*WORK TASK*
The entries below must be copied exactly as they are.

*EXERCISE MATERIAL*

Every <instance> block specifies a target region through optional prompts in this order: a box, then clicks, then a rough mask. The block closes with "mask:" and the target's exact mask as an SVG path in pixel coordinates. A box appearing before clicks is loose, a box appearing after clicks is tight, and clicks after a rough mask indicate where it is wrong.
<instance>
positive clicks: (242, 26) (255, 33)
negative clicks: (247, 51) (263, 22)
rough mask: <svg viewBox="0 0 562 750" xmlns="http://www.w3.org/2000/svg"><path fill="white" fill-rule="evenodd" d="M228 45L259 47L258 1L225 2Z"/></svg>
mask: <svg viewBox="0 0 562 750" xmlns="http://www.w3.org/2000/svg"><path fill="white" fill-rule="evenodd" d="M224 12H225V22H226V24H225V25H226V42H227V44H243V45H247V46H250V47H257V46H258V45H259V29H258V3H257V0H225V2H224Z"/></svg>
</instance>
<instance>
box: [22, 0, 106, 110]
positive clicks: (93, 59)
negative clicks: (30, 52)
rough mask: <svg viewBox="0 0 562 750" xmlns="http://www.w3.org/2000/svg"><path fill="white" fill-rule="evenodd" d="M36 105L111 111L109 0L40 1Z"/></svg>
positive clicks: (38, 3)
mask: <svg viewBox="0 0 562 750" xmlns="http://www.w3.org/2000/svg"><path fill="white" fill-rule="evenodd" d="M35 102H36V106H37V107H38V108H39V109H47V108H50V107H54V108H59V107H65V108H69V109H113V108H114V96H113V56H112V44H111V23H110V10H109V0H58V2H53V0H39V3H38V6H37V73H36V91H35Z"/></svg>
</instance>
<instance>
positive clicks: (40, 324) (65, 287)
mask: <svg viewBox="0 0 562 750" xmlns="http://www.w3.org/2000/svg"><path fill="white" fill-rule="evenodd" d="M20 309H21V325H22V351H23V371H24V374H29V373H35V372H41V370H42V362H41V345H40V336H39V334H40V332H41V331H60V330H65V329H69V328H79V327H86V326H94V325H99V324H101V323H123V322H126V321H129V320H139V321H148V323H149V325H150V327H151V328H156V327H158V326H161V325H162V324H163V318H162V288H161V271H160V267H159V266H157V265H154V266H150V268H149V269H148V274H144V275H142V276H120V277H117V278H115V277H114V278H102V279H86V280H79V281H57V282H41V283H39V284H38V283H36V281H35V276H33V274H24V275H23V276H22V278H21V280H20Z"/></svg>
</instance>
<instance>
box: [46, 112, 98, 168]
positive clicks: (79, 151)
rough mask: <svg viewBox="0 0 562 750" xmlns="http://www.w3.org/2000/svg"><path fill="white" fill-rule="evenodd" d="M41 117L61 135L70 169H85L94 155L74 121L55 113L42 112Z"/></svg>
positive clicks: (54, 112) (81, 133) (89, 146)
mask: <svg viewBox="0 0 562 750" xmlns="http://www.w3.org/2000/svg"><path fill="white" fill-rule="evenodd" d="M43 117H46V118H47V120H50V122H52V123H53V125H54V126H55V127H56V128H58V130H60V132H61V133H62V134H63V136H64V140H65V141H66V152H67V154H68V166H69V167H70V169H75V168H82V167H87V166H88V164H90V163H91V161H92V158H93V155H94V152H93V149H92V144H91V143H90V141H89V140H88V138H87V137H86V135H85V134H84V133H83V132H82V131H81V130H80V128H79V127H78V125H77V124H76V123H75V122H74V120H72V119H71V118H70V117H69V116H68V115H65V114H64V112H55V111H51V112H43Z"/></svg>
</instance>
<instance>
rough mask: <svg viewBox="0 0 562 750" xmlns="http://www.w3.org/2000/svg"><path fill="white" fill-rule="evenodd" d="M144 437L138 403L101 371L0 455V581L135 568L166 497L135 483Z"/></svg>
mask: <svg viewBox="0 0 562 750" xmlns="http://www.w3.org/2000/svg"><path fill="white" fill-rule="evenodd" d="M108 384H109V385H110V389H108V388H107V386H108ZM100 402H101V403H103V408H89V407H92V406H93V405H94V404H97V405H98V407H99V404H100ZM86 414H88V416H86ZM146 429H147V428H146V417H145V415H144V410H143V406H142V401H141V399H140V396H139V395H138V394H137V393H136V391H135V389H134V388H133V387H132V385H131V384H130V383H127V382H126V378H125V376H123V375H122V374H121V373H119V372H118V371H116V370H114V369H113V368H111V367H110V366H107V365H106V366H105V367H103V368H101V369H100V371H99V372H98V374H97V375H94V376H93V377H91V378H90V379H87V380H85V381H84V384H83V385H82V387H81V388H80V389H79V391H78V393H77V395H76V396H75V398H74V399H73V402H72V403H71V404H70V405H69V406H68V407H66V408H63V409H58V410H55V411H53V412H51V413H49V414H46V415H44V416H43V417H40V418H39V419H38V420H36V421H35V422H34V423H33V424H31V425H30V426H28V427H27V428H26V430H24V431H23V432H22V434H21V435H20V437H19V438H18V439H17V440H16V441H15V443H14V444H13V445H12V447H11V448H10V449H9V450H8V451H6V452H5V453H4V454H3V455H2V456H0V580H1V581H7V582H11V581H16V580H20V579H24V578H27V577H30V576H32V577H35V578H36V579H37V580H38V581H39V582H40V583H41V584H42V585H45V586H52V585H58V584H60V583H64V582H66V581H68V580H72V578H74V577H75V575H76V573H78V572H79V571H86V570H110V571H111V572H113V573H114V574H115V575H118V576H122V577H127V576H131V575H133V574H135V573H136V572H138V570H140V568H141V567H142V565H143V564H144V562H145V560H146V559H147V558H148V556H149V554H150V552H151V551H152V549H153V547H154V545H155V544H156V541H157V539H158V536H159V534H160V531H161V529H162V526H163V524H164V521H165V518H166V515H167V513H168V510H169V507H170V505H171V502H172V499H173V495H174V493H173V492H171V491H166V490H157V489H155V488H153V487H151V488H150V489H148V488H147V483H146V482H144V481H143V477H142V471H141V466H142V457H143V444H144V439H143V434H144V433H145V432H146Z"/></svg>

*EXERCISE OUTPUT*
Every <instance> block specifies a target region through optional prompts in this order: a box, then clicks, then a rough mask. The block closes with "mask:" and the target's exact mask as an SVG path in pixel coordinates. A box appearing before clicks is loose, a box appearing after clicks is tight, and clicks after a rough mask indicate where it is wrong.
<instance>
positive clicks: (242, 26) (255, 33)
negative clicks: (247, 51) (263, 22)
rough mask: <svg viewBox="0 0 562 750" xmlns="http://www.w3.org/2000/svg"><path fill="white" fill-rule="evenodd" d="M228 45L259 47L258 1L225 2Z"/></svg>
mask: <svg viewBox="0 0 562 750" xmlns="http://www.w3.org/2000/svg"><path fill="white" fill-rule="evenodd" d="M224 12H225V22H226V24H225V25H226V42H227V44H243V45H247V46H250V47H257V46H258V45H259V29H258V3H257V0H225V2H224Z"/></svg>
</instance>
<instance>
box: [22, 0, 106, 110]
positive clicks: (93, 59)
negative clicks: (30, 52)
rough mask: <svg viewBox="0 0 562 750" xmlns="http://www.w3.org/2000/svg"><path fill="white" fill-rule="evenodd" d="M36 105L111 111L109 0L40 1Z"/></svg>
positive clicks: (38, 3)
mask: <svg viewBox="0 0 562 750" xmlns="http://www.w3.org/2000/svg"><path fill="white" fill-rule="evenodd" d="M35 102H36V106H37V107H38V108H39V109H47V108H50V107H54V108H59V107H65V108H69V109H113V108H114V96H113V56H112V44H111V23H110V10H109V0H58V2H53V0H39V3H38V6H37V73H36V91H35Z"/></svg>
</instance>
<instance>
positive clicks: (40, 324) (65, 287)
mask: <svg viewBox="0 0 562 750" xmlns="http://www.w3.org/2000/svg"><path fill="white" fill-rule="evenodd" d="M20 309H21V325H22V351H23V371H24V374H29V373H35V372H41V370H42V362H41V345H40V336H39V334H40V332H41V331H60V330H65V329H69V328H79V327H86V326H94V325H99V324H101V323H123V322H126V321H129V320H139V321H148V323H149V325H150V327H151V328H156V327H158V326H161V325H162V324H163V318H162V288H161V271H160V267H159V266H157V265H154V266H150V268H149V269H148V274H144V275H142V276H120V277H117V278H115V277H114V278H102V279H86V280H79V281H57V282H41V283H39V284H38V283H36V281H35V276H33V274H24V275H23V276H22V278H21V280H20Z"/></svg>
</instance>
<instance>
box: [46, 112, 98, 168]
positive clicks: (79, 151)
rough mask: <svg viewBox="0 0 562 750" xmlns="http://www.w3.org/2000/svg"><path fill="white" fill-rule="evenodd" d="M41 117L61 135L70 169H85L94 155L74 121L55 113L42 112Z"/></svg>
positive clicks: (54, 112) (81, 133) (89, 146)
mask: <svg viewBox="0 0 562 750" xmlns="http://www.w3.org/2000/svg"><path fill="white" fill-rule="evenodd" d="M43 117H46V118H47V120H50V122H52V123H53V125H54V126H55V127H56V128H58V130H60V132H61V133H62V134H63V136H64V140H65V141H66V152H67V154H68V166H69V167H70V169H75V168H82V167H87V166H88V164H90V163H91V161H92V158H93V155H94V152H93V149H92V144H91V143H90V141H89V140H88V138H87V137H86V135H85V134H84V133H83V132H82V131H81V130H80V128H79V127H78V125H77V124H76V123H75V122H74V120H72V119H71V118H70V117H69V116H68V115H65V114H64V112H55V111H51V112H43Z"/></svg>
</instance>
<instance>
rough mask: <svg viewBox="0 0 562 750" xmlns="http://www.w3.org/2000/svg"><path fill="white" fill-rule="evenodd" d="M144 437L138 403L101 371L0 455V581L135 568L166 497L135 483Z"/></svg>
mask: <svg viewBox="0 0 562 750" xmlns="http://www.w3.org/2000/svg"><path fill="white" fill-rule="evenodd" d="M108 384H109V385H110V389H108V388H107V386H108ZM100 402H101V403H103V408H89V407H92V406H93V405H94V404H97V405H98V407H99V404H100ZM86 414H88V416H86ZM146 429H147V428H146V417H145V415H144V410H143V406H142V401H141V399H140V396H139V395H138V394H137V393H136V391H135V389H134V388H133V387H132V385H131V384H130V383H127V382H126V378H125V376H123V375H122V374H121V373H119V372H118V371H116V370H114V369H113V368H111V367H110V366H107V365H106V366H105V367H103V368H101V369H100V371H99V372H98V374H97V375H94V376H93V377H91V378H90V379H87V380H85V381H84V384H83V385H82V387H81V388H80V389H79V391H78V393H77V395H76V396H75V398H74V399H73V402H72V403H71V404H70V405H69V406H68V407H66V408H63V409H58V410H55V411H53V412H51V413H49V414H46V415H44V416H43V417H40V418H39V419H38V420H36V421H35V422H34V423H33V424H31V425H30V426H28V427H27V428H26V430H24V431H23V432H22V434H21V435H20V437H19V438H18V439H17V440H16V441H15V443H14V444H13V445H12V447H11V448H10V449H9V450H8V451H6V452H5V453H4V454H3V455H2V456H0V580H1V581H7V582H11V581H16V580H20V579H24V578H27V577H30V576H32V577H35V578H36V579H37V580H38V581H39V582H40V583H41V584H42V585H45V586H52V585H58V584H60V583H64V582H66V581H68V580H72V578H74V577H75V575H76V573H78V572H79V571H86V570H110V571H111V572H113V573H114V574H115V575H118V576H122V577H127V576H131V575H133V574H135V573H136V572H138V570H140V568H141V567H142V565H143V564H144V562H145V560H146V559H147V558H148V556H149V554H150V552H151V551H152V549H153V547H154V545H155V544H156V541H157V539H158V536H159V534H160V531H161V529H162V526H163V524H164V521H165V518H166V515H167V513H168V510H169V507H170V505H171V502H172V499H173V495H174V493H173V492H171V491H166V490H157V489H155V488H153V487H151V488H150V489H148V488H147V483H146V482H144V481H143V477H142V471H141V466H142V457H143V444H144V439H143V434H144V433H145V432H146Z"/></svg>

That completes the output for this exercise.